_What is being asked_. Can you write out, character for character, the lines of the listing below, from the line with "Target = shot put circle" through the line with "(1039, 143)", including both of those lines?

Records of point placements:
****************

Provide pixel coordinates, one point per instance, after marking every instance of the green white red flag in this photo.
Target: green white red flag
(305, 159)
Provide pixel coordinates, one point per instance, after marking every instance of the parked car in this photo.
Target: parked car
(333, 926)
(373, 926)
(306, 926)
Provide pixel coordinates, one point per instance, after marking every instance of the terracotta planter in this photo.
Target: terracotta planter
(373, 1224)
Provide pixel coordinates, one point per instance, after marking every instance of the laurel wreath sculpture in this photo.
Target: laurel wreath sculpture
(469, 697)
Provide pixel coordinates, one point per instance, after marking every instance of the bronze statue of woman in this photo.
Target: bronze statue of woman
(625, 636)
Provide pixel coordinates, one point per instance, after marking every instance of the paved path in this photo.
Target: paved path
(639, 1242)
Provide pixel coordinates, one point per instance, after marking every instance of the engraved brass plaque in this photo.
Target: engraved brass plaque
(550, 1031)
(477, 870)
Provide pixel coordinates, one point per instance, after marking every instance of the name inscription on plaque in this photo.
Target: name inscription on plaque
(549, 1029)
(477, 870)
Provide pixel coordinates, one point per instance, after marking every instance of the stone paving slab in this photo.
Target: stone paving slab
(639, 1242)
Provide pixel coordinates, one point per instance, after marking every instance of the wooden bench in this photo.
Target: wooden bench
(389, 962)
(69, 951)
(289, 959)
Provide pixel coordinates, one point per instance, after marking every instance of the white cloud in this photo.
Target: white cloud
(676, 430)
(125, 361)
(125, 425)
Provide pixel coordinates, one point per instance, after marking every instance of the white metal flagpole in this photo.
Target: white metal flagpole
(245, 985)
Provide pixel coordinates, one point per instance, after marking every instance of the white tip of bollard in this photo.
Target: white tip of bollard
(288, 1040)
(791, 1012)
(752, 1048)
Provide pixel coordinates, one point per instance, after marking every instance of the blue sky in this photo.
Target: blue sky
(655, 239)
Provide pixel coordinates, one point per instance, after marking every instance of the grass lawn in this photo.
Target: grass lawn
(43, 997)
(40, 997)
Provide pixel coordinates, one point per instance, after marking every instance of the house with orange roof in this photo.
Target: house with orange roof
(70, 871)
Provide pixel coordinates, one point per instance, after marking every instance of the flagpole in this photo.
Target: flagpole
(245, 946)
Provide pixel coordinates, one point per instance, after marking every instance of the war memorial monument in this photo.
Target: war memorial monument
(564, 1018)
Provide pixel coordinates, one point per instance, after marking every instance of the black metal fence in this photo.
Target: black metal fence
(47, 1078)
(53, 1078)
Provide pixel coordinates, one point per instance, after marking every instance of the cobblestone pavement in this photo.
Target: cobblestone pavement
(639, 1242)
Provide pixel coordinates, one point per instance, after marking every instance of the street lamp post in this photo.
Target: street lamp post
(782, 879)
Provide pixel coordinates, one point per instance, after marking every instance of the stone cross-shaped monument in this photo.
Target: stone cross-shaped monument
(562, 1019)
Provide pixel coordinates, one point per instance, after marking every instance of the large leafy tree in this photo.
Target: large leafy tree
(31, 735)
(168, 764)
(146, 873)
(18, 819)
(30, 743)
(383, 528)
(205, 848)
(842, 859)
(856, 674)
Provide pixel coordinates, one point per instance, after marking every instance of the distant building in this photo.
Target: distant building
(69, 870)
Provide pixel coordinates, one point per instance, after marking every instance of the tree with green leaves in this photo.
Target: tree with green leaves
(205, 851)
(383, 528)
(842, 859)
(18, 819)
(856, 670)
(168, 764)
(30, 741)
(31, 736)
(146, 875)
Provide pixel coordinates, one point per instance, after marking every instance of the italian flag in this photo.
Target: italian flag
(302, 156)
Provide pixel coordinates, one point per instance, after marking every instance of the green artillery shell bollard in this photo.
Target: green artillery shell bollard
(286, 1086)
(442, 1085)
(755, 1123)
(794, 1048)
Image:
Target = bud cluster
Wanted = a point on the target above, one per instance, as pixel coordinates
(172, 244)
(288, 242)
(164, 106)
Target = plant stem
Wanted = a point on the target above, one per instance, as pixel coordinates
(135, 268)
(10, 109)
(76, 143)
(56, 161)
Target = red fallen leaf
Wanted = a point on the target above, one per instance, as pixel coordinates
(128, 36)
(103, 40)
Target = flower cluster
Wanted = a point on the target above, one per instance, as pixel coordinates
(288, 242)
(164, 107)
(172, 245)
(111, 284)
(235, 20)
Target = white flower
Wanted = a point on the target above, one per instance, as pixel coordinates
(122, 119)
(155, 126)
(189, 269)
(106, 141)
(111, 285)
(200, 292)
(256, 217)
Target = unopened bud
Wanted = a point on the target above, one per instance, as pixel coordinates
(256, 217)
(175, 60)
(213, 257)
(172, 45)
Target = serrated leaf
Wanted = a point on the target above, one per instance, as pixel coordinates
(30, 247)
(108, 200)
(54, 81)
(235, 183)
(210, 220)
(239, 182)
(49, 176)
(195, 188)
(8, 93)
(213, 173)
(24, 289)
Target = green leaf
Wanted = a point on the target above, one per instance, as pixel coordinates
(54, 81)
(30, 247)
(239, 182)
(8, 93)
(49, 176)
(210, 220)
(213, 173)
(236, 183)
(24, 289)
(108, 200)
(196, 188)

****************

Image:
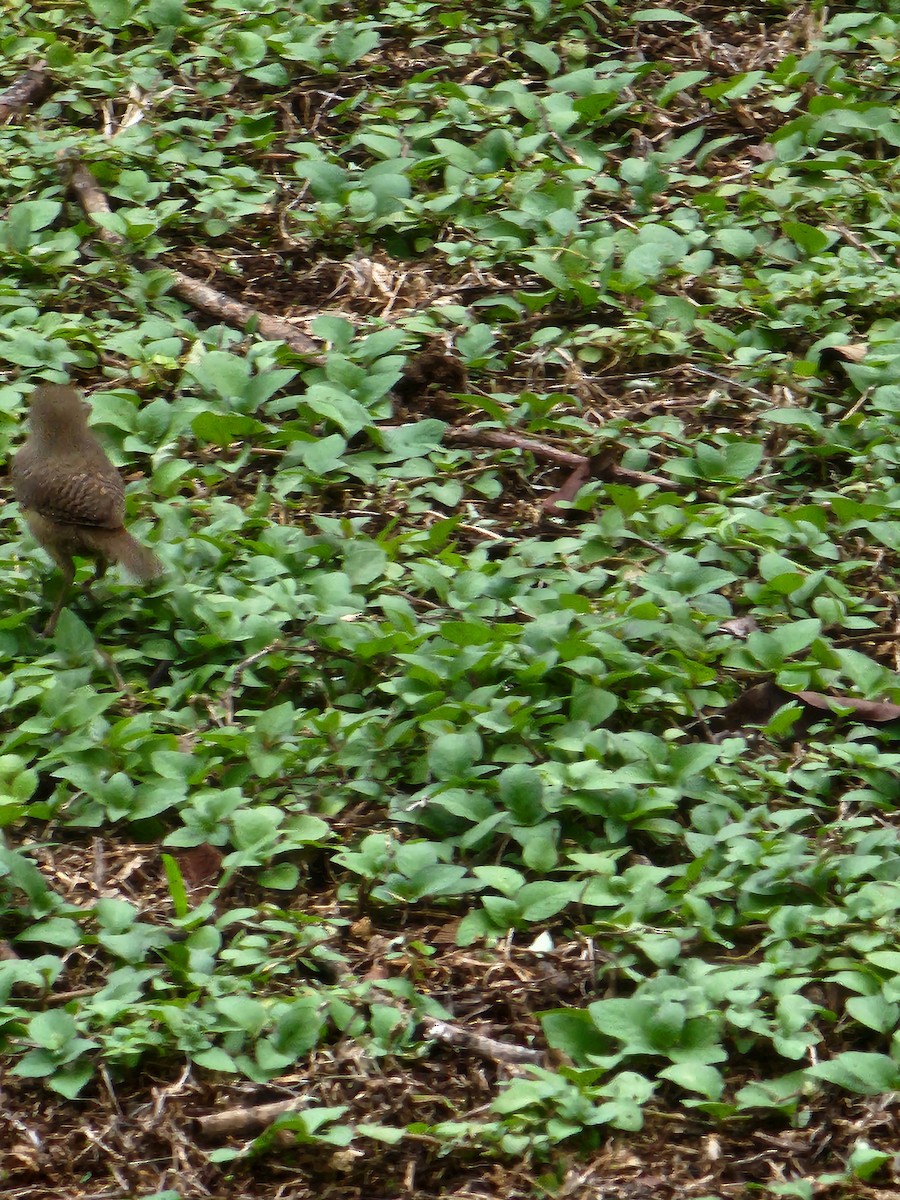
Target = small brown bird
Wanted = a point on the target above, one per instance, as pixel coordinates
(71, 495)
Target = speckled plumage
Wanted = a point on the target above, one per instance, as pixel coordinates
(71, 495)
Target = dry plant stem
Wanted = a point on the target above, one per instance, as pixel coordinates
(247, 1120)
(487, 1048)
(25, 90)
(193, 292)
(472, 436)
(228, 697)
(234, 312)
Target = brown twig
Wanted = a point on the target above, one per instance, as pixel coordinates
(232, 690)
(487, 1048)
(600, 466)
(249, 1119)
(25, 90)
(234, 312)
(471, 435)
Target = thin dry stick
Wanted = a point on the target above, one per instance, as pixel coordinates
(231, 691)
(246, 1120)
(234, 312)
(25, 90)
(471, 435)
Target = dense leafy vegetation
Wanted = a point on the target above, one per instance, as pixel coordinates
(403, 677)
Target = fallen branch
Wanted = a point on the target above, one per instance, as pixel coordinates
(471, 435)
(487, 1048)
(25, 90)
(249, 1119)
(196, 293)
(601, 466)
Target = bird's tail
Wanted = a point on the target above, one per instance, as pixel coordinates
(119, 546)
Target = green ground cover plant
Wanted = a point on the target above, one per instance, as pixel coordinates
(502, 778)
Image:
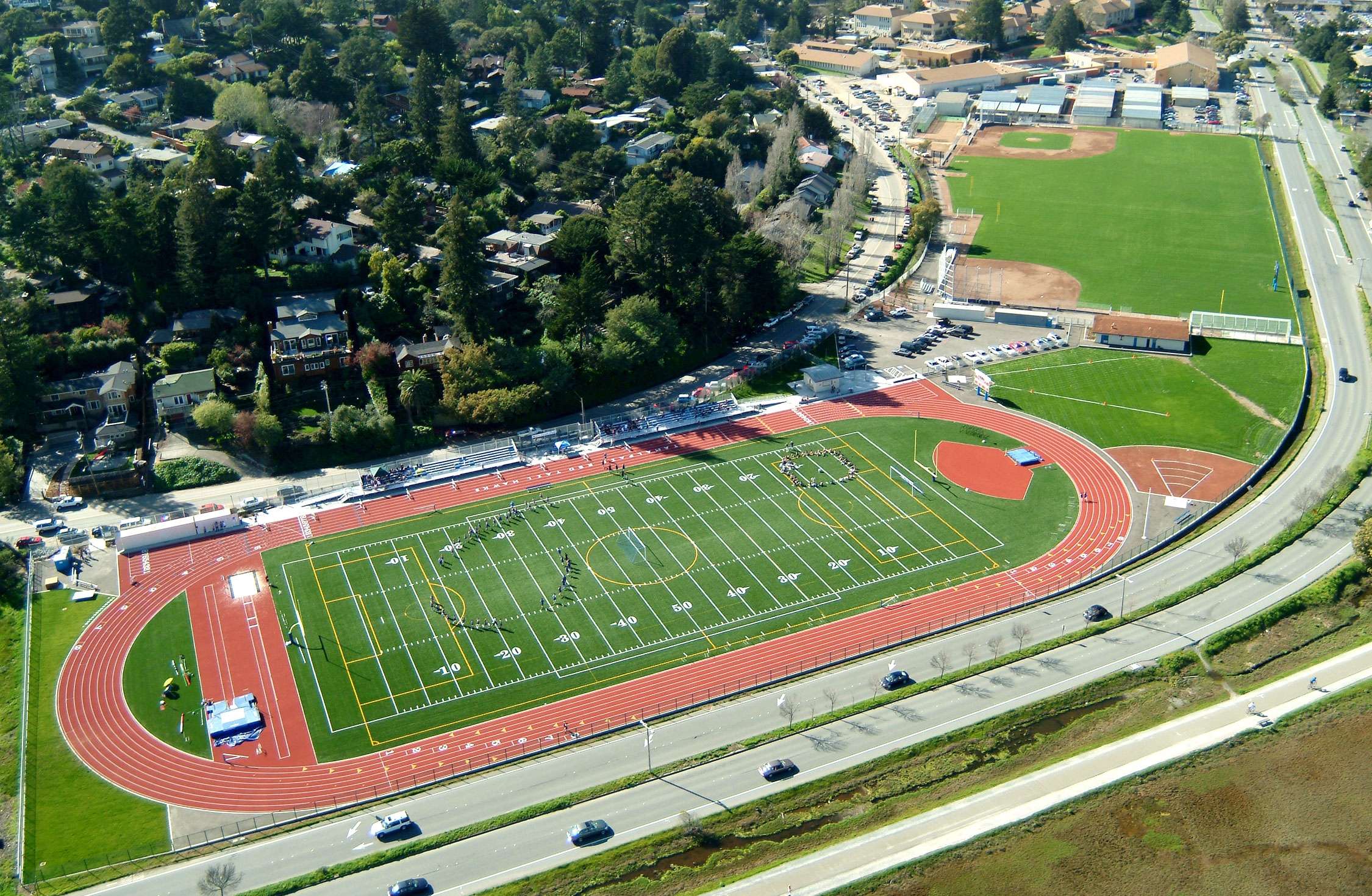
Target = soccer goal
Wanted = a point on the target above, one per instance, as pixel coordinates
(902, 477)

****************

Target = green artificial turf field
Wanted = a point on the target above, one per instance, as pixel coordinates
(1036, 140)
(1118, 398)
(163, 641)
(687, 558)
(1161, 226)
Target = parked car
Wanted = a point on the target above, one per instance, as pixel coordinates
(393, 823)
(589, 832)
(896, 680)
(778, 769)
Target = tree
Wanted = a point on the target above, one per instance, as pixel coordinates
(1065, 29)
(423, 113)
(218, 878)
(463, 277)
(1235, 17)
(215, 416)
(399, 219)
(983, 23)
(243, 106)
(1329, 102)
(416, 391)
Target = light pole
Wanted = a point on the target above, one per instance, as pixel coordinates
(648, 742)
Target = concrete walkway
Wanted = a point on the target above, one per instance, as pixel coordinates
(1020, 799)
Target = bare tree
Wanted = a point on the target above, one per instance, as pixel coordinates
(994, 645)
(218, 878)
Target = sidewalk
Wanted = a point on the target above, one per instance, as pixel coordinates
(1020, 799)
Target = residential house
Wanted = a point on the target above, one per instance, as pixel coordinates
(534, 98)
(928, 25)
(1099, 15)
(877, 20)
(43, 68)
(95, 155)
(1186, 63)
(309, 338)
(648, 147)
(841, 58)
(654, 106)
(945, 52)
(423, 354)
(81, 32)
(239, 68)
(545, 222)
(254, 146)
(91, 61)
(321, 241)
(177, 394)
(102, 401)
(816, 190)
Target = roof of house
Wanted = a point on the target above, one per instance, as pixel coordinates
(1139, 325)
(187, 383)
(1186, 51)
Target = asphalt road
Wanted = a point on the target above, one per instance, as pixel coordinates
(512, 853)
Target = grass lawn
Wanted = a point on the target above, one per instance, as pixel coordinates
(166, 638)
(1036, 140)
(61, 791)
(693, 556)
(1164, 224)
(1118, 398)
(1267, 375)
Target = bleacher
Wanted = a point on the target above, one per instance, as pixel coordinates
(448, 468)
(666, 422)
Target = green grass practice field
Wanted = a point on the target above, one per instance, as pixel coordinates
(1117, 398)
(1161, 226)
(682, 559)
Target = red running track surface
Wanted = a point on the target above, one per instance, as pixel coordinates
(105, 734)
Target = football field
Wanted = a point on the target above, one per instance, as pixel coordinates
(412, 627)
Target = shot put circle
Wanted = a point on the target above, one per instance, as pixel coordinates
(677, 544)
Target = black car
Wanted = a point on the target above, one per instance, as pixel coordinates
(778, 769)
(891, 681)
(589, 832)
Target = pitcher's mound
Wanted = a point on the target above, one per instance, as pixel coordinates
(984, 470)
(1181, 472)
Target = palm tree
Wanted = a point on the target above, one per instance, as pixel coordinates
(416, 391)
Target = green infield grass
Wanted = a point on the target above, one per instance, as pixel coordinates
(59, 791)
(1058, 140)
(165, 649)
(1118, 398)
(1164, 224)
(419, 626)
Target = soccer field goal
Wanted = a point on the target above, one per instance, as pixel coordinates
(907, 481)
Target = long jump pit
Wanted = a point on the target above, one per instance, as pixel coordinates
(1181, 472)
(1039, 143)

****************

_Solution to the exercise_.
Target = shot put circle
Wanted = a point on the target above, one per instance, as pixel coordinates
(677, 544)
Target = black car
Wanted = a point on the target above, one per instance, as pixel coordinates
(778, 769)
(891, 681)
(589, 832)
Target = pitcher's mound
Wanted = a point on the target above, one per instance, as pixel coordinates
(984, 470)
(1181, 472)
Target = palm tree
Wanted = a point on the target above, one per instance, as pixel coordinates
(416, 391)
Target = green infield grass
Wanted = a point on the target above, one per instance, as pixel coordinates
(59, 791)
(1058, 140)
(165, 649)
(1118, 398)
(1164, 224)
(419, 626)
Target = soccer field goal
Wanted = a point on the target above, one per instance, as pixel coordinates
(907, 481)
Target = long jump pit
Wanted = a point on the target above, one per instance, as pixel coordinates
(1181, 472)
(1039, 143)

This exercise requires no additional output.